Input data START

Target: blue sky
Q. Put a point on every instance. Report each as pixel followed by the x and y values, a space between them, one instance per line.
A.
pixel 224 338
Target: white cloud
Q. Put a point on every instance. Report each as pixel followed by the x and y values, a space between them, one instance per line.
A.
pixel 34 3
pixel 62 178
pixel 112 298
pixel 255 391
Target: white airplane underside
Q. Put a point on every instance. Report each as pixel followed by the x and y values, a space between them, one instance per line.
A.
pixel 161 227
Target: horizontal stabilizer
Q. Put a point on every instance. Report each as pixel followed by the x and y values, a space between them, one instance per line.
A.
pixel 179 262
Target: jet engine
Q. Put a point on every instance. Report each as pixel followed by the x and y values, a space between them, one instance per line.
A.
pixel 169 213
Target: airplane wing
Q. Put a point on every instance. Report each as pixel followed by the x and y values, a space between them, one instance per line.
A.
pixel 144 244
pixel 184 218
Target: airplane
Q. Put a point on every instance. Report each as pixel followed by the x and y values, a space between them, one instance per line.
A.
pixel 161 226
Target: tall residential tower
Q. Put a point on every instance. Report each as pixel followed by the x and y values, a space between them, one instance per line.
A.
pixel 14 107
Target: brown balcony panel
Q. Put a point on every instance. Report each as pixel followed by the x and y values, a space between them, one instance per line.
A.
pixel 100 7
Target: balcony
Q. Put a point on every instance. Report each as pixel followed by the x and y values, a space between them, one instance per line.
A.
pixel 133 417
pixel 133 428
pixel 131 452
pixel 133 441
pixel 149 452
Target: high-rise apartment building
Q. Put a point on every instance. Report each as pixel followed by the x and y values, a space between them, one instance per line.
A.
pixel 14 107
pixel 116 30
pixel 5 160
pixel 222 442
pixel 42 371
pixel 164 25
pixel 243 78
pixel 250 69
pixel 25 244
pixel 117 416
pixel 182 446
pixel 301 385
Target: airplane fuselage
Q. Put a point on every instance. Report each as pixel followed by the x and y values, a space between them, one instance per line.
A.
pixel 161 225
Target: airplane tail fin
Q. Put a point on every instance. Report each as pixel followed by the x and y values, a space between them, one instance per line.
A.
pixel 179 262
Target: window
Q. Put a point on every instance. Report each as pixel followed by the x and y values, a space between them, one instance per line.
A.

Input data END

[Task goal] Check each line of the records above, and copy those that hold the word "white".

[Task answer]
Target: white cloud
Target: white airplane underside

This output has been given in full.